#### THE DATA

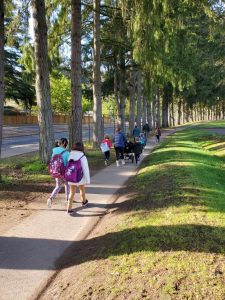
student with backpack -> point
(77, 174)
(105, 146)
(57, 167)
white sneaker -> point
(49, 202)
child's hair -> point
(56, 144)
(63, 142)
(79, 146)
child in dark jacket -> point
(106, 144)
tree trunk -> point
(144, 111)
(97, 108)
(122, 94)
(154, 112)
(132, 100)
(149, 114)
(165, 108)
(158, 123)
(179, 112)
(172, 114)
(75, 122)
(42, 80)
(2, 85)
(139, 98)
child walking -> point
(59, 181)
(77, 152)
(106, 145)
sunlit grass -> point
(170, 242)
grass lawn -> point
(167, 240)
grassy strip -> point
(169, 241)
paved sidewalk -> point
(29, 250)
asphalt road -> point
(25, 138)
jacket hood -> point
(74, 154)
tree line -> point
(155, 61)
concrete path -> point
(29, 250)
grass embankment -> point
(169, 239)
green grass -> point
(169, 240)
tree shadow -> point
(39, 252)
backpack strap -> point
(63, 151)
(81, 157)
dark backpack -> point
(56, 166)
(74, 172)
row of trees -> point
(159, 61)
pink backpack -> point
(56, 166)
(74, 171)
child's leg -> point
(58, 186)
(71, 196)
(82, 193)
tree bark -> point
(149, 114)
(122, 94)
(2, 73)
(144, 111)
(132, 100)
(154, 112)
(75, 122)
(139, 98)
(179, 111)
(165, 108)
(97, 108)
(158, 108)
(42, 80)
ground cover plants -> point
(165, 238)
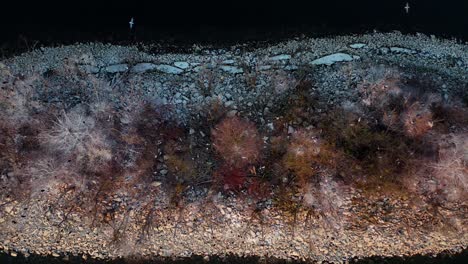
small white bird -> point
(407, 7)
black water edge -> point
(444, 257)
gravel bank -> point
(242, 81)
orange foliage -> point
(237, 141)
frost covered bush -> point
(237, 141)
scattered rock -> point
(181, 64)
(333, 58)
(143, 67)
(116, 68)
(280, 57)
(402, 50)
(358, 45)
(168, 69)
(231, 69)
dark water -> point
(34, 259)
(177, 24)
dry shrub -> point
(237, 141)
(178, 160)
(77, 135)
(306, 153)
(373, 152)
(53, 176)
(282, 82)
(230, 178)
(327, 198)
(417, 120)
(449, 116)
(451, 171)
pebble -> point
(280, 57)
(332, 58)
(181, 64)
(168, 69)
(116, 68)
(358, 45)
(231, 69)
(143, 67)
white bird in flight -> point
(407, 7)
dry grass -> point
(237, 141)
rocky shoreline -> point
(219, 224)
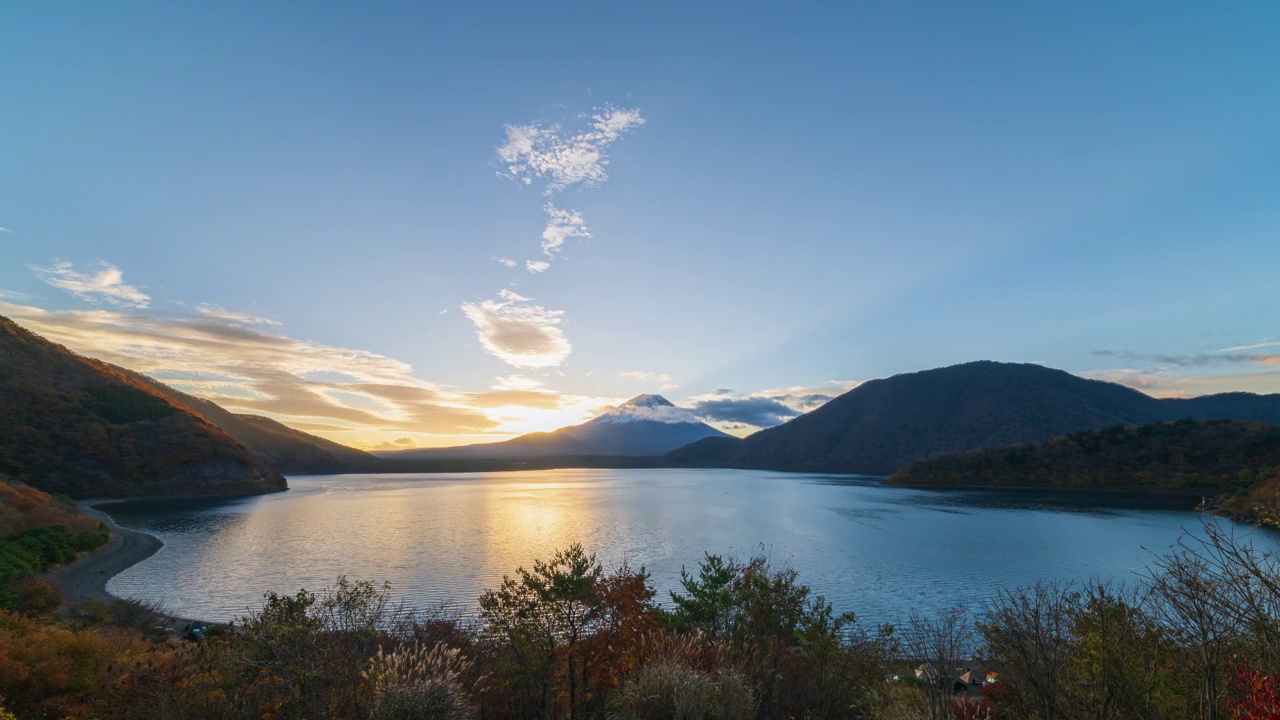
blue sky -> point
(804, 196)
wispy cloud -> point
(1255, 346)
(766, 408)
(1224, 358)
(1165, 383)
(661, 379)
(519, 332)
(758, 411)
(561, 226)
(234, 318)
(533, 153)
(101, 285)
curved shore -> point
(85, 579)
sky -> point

########

— PROBLEM DETAILS —
Copy all of the lines above word for word, leaving out the pictures.

— TASK OUTPUT —
student with backpack -> point
(77, 174)
(105, 146)
(57, 167)
white sneaker -> point
(49, 202)
child's hair -> point
(56, 144)
(63, 142)
(79, 146)
child in dark jacket -> point
(106, 144)
tree trunk -> point
(144, 111)
(97, 108)
(122, 94)
(154, 112)
(132, 100)
(149, 114)
(165, 108)
(158, 123)
(179, 112)
(172, 114)
(75, 122)
(42, 80)
(2, 85)
(139, 98)
child walking -> point
(59, 181)
(77, 152)
(106, 145)
sunlit grass -> point
(170, 242)
grass lawn -> point
(167, 240)
grassy strip -> point
(169, 241)
paved sidewalk -> point
(29, 250)
asphalt road -> point
(25, 138)
jacket hood -> point
(74, 154)
tree line -> point
(155, 61)
concrete path -> point
(29, 250)
grass embankment -> point
(169, 239)
green grass -> point
(169, 240)
tree shadow -> point
(39, 252)
backpack strap -> point
(63, 151)
(81, 157)
dark backpack -> point
(56, 166)
(74, 172)
row of trees -> point
(159, 61)
pink backpack -> point
(56, 166)
(74, 171)
child's leg -> point
(58, 186)
(71, 196)
(82, 193)
tree bark -> point
(149, 114)
(122, 94)
(2, 73)
(144, 111)
(132, 100)
(154, 112)
(75, 122)
(139, 98)
(179, 111)
(165, 108)
(97, 108)
(158, 108)
(42, 80)
ground cover plants -> point
(165, 238)
small white bird -> point
(407, 7)
black water edge -> point
(444, 257)
gravel bank -> point
(242, 81)
orange foliage -> point
(237, 141)
frost covered bush -> point
(237, 141)
scattered rock -> point
(181, 64)
(333, 58)
(143, 67)
(116, 68)
(280, 57)
(402, 50)
(358, 45)
(168, 69)
(231, 69)
dark water -> point
(34, 259)
(177, 24)
dry shrub -> point
(237, 141)
(178, 160)
(77, 135)
(306, 153)
(373, 152)
(53, 176)
(282, 82)
(230, 178)
(327, 198)
(417, 120)
(449, 116)
(451, 171)
pebble -> point
(280, 57)
(332, 58)
(181, 64)
(168, 69)
(116, 68)
(358, 45)
(231, 69)
(143, 67)
white bird in flight -> point
(407, 7)
dry grass -> point
(237, 141)
rocky shoreline -> point
(219, 224)
blue sky -> point
(804, 196)
wispy cloud -> point
(1255, 346)
(766, 408)
(1224, 358)
(1165, 383)
(661, 379)
(519, 332)
(758, 411)
(561, 226)
(234, 318)
(533, 153)
(101, 285)
curved shore -> point
(85, 579)
sky -> point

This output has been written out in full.